What the task requires: Each line from the one with "Target: vegetation patch" through the last line of the records must be output exactly, both ends included.
====== Provided information
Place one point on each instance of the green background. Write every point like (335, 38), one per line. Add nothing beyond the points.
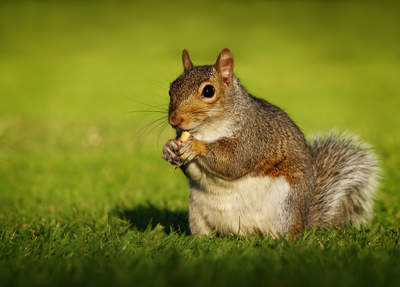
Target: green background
(85, 198)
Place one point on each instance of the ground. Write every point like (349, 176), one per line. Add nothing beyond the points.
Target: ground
(86, 199)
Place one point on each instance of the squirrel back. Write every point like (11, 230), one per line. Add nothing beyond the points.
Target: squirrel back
(346, 176)
(250, 167)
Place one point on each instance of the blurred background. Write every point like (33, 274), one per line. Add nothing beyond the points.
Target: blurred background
(79, 79)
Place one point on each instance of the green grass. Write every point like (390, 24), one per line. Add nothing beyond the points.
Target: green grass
(85, 198)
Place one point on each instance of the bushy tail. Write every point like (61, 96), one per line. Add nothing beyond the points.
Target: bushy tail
(346, 173)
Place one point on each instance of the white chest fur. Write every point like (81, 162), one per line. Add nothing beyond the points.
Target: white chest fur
(247, 205)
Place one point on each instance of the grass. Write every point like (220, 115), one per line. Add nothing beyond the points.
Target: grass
(85, 198)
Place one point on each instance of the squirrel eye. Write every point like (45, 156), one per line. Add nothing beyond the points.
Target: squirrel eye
(208, 91)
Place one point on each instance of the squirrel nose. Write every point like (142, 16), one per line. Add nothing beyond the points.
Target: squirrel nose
(175, 120)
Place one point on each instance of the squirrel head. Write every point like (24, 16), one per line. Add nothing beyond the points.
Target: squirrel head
(199, 96)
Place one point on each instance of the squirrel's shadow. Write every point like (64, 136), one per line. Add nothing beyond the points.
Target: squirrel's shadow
(147, 216)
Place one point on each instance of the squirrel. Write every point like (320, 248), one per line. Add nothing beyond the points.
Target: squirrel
(250, 168)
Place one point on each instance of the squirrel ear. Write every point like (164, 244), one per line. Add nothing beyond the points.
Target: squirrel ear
(187, 63)
(224, 66)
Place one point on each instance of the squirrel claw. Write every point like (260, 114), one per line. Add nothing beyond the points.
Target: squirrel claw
(169, 153)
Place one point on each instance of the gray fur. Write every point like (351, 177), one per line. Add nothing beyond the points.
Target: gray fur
(346, 173)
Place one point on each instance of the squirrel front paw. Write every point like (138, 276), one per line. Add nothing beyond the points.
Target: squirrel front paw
(179, 153)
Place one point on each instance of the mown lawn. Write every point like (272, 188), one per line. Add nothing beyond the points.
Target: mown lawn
(85, 198)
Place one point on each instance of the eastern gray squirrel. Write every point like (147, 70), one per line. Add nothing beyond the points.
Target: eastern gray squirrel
(249, 166)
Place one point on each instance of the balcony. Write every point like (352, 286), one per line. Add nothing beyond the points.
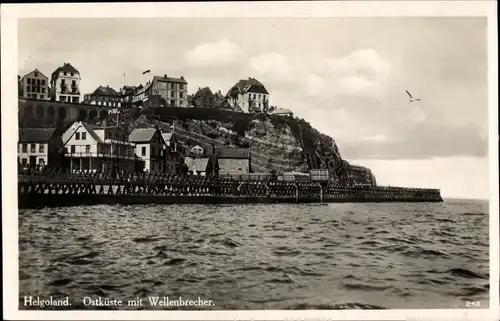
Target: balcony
(97, 155)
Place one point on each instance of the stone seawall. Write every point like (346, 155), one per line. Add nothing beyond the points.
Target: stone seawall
(332, 196)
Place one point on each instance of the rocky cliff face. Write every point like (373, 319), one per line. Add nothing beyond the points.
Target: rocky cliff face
(277, 143)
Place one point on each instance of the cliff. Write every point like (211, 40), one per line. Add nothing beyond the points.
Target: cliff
(277, 143)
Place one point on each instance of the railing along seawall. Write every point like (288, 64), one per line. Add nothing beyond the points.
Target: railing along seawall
(61, 186)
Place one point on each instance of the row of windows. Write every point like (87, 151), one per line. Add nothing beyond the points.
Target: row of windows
(35, 96)
(24, 161)
(153, 150)
(36, 89)
(105, 150)
(69, 99)
(41, 148)
(83, 136)
(38, 82)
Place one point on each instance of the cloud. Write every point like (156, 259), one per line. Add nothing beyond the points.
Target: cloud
(220, 53)
(274, 65)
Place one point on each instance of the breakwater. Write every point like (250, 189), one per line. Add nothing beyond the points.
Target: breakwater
(58, 187)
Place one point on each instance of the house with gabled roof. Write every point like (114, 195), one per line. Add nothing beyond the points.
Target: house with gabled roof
(65, 84)
(202, 166)
(173, 90)
(149, 145)
(233, 161)
(34, 85)
(204, 98)
(250, 95)
(104, 96)
(39, 147)
(89, 147)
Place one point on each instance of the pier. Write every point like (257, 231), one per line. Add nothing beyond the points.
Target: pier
(54, 187)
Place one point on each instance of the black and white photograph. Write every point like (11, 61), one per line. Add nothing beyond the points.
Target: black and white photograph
(234, 161)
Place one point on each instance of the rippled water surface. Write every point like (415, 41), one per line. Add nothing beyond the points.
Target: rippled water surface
(393, 255)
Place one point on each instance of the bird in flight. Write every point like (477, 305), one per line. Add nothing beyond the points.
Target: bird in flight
(411, 97)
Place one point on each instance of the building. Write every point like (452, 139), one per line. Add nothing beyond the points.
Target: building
(104, 96)
(99, 148)
(149, 147)
(127, 93)
(197, 150)
(233, 161)
(34, 85)
(172, 90)
(204, 98)
(190, 101)
(249, 95)
(202, 166)
(173, 154)
(39, 146)
(282, 112)
(65, 83)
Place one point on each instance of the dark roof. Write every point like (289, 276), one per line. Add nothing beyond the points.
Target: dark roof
(65, 68)
(36, 70)
(197, 164)
(90, 129)
(105, 91)
(203, 91)
(169, 79)
(35, 135)
(251, 85)
(142, 135)
(234, 153)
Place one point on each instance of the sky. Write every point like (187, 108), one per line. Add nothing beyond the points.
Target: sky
(346, 76)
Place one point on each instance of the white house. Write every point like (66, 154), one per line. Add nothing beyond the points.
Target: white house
(39, 146)
(149, 147)
(65, 83)
(282, 112)
(197, 150)
(249, 95)
(34, 85)
(99, 148)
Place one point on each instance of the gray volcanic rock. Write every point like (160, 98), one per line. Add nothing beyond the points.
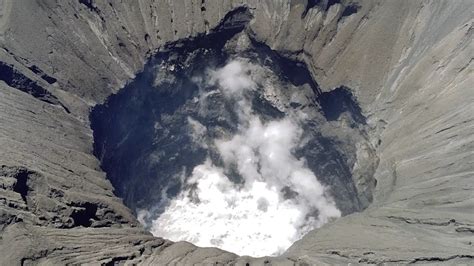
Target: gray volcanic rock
(409, 64)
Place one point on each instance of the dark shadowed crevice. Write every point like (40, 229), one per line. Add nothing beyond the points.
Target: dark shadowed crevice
(144, 141)
(16, 79)
(338, 101)
(84, 214)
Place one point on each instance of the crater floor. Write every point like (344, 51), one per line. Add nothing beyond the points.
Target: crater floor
(387, 87)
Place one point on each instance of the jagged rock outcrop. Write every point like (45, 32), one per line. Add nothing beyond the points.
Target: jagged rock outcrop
(409, 63)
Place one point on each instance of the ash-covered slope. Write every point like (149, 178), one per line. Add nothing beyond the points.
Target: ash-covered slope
(409, 63)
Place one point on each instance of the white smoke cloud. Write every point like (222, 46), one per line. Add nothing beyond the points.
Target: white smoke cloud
(256, 217)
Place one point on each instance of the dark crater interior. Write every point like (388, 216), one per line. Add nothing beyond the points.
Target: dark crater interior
(142, 137)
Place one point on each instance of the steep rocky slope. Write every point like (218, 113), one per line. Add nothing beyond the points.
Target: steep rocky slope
(409, 63)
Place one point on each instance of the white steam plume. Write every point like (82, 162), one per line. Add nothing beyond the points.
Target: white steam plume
(280, 199)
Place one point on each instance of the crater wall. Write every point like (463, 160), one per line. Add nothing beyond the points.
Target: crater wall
(409, 64)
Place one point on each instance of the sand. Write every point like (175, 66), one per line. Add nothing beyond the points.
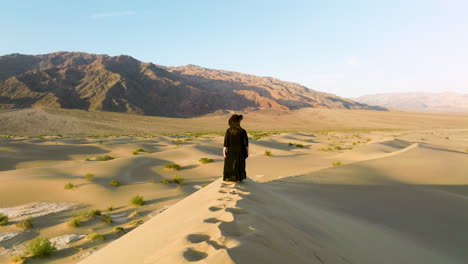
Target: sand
(393, 196)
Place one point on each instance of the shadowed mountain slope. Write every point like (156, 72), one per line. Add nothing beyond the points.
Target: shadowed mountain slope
(77, 80)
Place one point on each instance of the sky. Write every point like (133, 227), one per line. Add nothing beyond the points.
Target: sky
(348, 48)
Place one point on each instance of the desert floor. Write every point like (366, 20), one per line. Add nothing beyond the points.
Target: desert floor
(387, 188)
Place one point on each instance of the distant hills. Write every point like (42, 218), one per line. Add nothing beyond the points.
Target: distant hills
(77, 80)
(419, 101)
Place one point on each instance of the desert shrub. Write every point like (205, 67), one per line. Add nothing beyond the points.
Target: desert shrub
(206, 160)
(106, 219)
(93, 213)
(166, 181)
(172, 166)
(337, 163)
(95, 236)
(18, 259)
(136, 222)
(138, 200)
(178, 180)
(3, 219)
(26, 224)
(75, 222)
(133, 214)
(40, 247)
(89, 176)
(119, 230)
(104, 158)
(114, 183)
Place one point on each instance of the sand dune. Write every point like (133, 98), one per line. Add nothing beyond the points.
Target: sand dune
(323, 196)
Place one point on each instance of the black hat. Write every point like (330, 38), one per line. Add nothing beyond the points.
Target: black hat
(235, 120)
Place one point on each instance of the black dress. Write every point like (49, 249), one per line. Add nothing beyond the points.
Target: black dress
(236, 143)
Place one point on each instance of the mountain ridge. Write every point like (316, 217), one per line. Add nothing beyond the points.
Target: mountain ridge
(79, 80)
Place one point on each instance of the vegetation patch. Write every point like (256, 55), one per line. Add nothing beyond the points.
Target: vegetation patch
(106, 219)
(172, 166)
(89, 176)
(104, 158)
(95, 236)
(40, 247)
(166, 181)
(3, 219)
(26, 224)
(206, 160)
(75, 222)
(138, 200)
(18, 259)
(114, 183)
(178, 180)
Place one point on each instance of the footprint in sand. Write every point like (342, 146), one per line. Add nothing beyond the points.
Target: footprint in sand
(197, 238)
(192, 255)
(216, 207)
(212, 220)
(236, 211)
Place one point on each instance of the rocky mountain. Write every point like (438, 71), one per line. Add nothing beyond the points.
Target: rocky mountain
(419, 101)
(77, 80)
============
Solution for this problem:
Target: vegetation patch
(106, 219)
(172, 166)
(89, 176)
(104, 158)
(95, 236)
(40, 247)
(166, 181)
(3, 219)
(26, 224)
(206, 160)
(75, 222)
(138, 200)
(18, 259)
(114, 183)
(178, 180)
Place one point on each instance of the footprint in sand. Write every point like (342, 146), one per line. Add nothing beyond the points.
Target: footprint in sand
(197, 238)
(192, 255)
(216, 207)
(212, 220)
(236, 211)
Place one point on each instance of the rocky mountain. Write every point like (438, 71), one per line. Add nothing beyond the points.
Target: rocky mountain
(419, 101)
(77, 80)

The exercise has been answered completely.